TRAVAIL DEMANDÉ |
1. Selon le texte sur Le coq, quel thème la continuité d'ordre vertical permet-elle de voir dans l'œuvre ?
2. Dans le texte sur Le coq, quels sont tous les moyens par lesquels la discontinuité de l'œuvre est dépassée ?
3. Reprenez le texte sur Le coq après sa dernière phrase et poursuivez-le.

TEXTE PRÉSENTÉ |
%%

Si nous postulons que l’œuvre est une, force est de constater que Le coq présente une structure tout à la fois unitaire et morcelée. Il apparaît alors que l’artiste se penche aussi sur la question de la continuité et de la discontinuité. En effet, contrairement à L’oiseau dans l’espace où le volatile s’étire en une seule courbe, Le coq est scindé en trois par les matériaux et par les volumes qu’ils occupent, et en deux par le pavé supérieur de la première partie du fait de sa grosseur (ses longueur et largeur sont les plus grandes de l’œuvre) et de sa place centrale dans l’ensemble. Cependant, cette discontinuité est dépassée par la reprise systématique dans les trois parties du motif de l’escalier à trois marches, par l’affinement partie par partie, et par la disposition des parties les unes par rapport aux autres. Cette continuité est donc d’ordre vertical et permet de voir l’un des thèmes présents dans l’œuvre : l’élévation.

%%

DONNÉES BRUTES |
%%

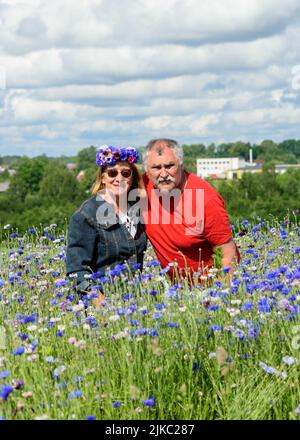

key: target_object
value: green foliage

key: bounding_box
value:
[0,139,300,234]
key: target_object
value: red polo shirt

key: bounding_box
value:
[143,172,231,273]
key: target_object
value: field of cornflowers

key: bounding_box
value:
[0,220,300,420]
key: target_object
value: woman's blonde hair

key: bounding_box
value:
[92,162,144,195]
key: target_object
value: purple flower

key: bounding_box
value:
[258,362,277,374]
[14,347,25,356]
[68,390,82,399]
[282,356,295,365]
[113,402,122,408]
[96,145,140,167]
[248,327,259,339]
[143,395,155,406]
[209,324,222,332]
[0,370,9,379]
[1,383,14,400]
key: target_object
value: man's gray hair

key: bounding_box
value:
[143,138,183,171]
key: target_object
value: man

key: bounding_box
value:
[143,139,239,279]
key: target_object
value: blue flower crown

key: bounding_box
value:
[96,145,140,167]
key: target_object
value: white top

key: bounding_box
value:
[119,213,137,238]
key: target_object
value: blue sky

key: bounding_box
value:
[0,0,300,156]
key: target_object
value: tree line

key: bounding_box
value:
[0,140,300,232]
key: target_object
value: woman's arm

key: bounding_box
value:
[66,212,97,292]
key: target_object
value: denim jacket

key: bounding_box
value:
[66,196,147,292]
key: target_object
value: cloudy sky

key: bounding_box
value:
[0,0,300,156]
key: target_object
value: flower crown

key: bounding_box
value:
[96,145,140,167]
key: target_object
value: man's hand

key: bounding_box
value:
[216,238,238,275]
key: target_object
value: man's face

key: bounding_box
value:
[147,142,183,191]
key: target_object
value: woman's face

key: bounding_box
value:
[102,162,132,196]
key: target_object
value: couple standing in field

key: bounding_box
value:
[66,139,239,301]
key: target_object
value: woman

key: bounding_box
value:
[66,145,147,306]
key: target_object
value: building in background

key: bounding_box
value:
[197,157,246,179]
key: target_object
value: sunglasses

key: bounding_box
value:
[105,168,132,179]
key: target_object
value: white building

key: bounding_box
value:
[197,157,246,179]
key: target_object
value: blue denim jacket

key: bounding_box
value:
[66,196,147,292]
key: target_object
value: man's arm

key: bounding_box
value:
[214,238,238,273]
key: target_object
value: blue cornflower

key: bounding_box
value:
[146,260,159,267]
[248,327,259,339]
[209,324,222,332]
[14,347,25,356]
[154,303,166,310]
[241,301,253,311]
[113,402,122,408]
[52,365,66,379]
[192,362,201,373]
[45,356,57,363]
[1,383,14,400]
[258,298,272,313]
[129,319,139,327]
[143,394,155,406]
[148,328,158,338]
[282,356,295,365]
[152,313,163,319]
[208,305,220,312]
[68,390,82,399]
[73,376,83,383]
[223,266,231,273]
[258,362,277,374]
[232,329,246,341]
[167,322,179,328]
[149,289,157,296]
[133,328,147,336]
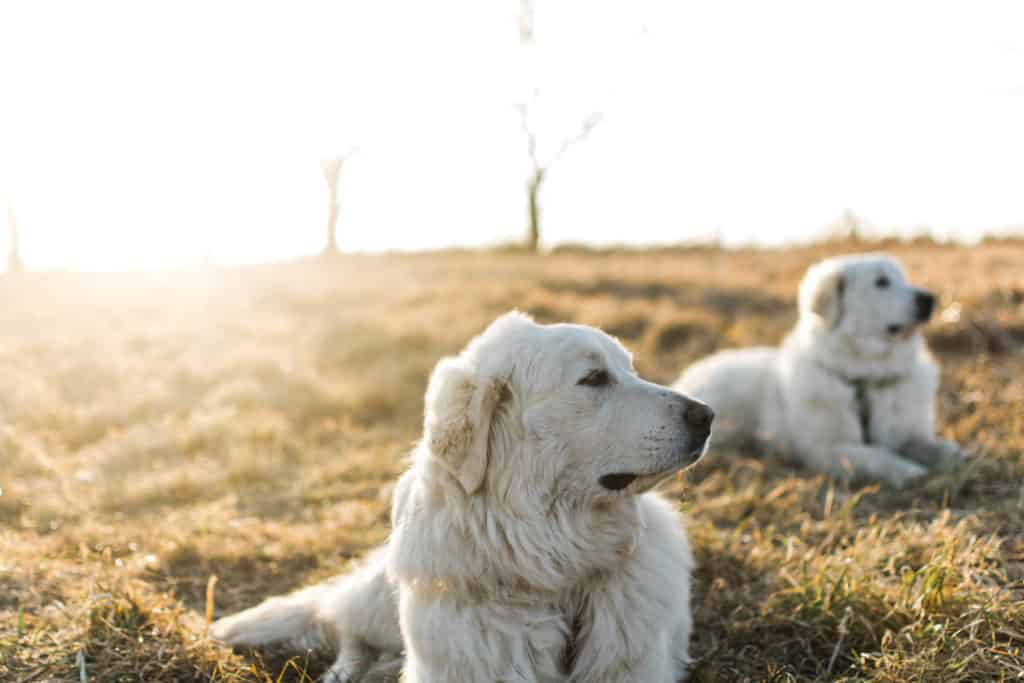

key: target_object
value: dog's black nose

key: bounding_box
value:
[683,400,715,430]
[913,292,935,323]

%%

RÉPONSES PAR TÂCHE |
1. L'élévation.

2.
- La reprise systématique du motif de l'escalier à trois marches dans les trois parties
- L'affinement partie par partie
- La disposition des parties les unes par rapport aux autres

3.
Pour Brancusi, « ce n’est pas la forme extérieure qui est réelle mais l’essence des choses ». Selon lui, il n’est donc pas besoin de sculpter un coq de manière figurative pour donner à voir un coq. Le Coq de Brancusi possède trois caractéristiques essentielles de nature différentes. La première est un concept, il s’agit de l’élévation. La deuxième est spatiale : le coq est déterminé par un contour précis, un triangle sur pied. La dernière caractéristique est concrète : c’est la plume que représente la partie 3. Ce faisant, Brancusi nous livre le moyen de voir l’essence des choses. Il procède soit par métonymie, soit par synecdoque. En effet, l’élévation et le triangle sur pied sont deux idées qui présentent nécessairement un caractère de contigüité avec le coq – en ce sens, il y a métonymie –, tout comme la plume présente avec cet animal un lien d’inclusion – c’en est donc une synecdoque. Le coq est donc la concomitance de ces trois caractéristiques.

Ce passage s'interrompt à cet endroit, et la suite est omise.